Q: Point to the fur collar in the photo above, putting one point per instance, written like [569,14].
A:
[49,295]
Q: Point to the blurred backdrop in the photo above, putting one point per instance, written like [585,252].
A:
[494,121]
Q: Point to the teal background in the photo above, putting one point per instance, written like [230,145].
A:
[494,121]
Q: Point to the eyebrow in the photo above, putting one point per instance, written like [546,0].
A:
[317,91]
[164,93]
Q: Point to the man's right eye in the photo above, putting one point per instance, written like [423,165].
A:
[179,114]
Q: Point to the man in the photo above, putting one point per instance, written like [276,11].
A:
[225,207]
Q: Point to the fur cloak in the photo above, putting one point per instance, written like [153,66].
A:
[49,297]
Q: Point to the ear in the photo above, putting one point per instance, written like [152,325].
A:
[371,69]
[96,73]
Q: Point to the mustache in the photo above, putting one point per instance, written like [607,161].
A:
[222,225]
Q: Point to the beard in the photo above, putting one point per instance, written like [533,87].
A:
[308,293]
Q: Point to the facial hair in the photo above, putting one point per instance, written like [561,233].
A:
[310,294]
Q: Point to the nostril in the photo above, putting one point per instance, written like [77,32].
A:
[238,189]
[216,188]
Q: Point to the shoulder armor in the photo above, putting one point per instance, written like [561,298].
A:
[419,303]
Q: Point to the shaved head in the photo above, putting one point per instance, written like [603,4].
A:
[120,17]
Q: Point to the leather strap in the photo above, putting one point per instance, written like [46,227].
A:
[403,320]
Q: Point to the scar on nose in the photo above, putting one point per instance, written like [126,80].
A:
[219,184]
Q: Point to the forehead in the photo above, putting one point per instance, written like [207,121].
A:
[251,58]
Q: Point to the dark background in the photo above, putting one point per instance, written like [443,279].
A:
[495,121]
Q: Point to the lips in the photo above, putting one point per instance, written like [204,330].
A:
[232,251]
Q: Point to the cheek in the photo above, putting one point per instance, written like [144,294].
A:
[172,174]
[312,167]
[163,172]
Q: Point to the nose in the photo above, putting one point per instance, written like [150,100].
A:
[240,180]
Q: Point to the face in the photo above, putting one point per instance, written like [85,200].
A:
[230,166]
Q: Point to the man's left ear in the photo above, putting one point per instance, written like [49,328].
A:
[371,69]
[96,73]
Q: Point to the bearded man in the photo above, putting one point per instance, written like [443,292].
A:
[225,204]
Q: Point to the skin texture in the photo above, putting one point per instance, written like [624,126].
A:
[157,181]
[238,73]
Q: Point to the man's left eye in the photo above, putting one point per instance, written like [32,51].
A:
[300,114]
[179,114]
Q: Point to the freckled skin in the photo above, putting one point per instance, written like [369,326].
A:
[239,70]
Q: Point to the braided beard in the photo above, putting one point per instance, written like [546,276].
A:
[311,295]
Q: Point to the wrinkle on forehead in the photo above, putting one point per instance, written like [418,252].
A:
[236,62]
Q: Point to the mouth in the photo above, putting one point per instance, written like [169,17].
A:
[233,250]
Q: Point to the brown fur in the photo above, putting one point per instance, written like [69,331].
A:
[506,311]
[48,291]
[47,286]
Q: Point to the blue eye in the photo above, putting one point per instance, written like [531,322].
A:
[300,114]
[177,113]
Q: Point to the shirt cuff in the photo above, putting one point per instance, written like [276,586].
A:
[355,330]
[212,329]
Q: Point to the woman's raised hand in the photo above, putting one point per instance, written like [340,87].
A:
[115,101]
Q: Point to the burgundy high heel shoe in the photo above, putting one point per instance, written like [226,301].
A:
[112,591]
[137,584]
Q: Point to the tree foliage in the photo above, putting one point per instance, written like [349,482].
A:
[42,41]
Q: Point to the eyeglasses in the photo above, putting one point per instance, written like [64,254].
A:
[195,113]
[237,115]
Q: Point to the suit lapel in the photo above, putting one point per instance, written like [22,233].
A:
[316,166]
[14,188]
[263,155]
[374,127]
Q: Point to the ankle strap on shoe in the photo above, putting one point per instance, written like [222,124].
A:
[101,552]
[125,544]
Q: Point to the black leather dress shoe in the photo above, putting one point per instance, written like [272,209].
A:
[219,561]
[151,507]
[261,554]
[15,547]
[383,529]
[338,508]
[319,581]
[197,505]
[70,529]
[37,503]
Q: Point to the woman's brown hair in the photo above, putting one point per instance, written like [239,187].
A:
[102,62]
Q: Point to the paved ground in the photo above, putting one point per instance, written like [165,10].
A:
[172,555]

···

= Instructions for the task =
Return every line of the preceding records in which the word "leather" appears.

= Exercise output =
Q: Point to the leather strap in the photo above, putting one point per instance, written like [46,227].
Q: Point to the black leather dress shoe in the photo above, putting one point per instance, written like [272,209].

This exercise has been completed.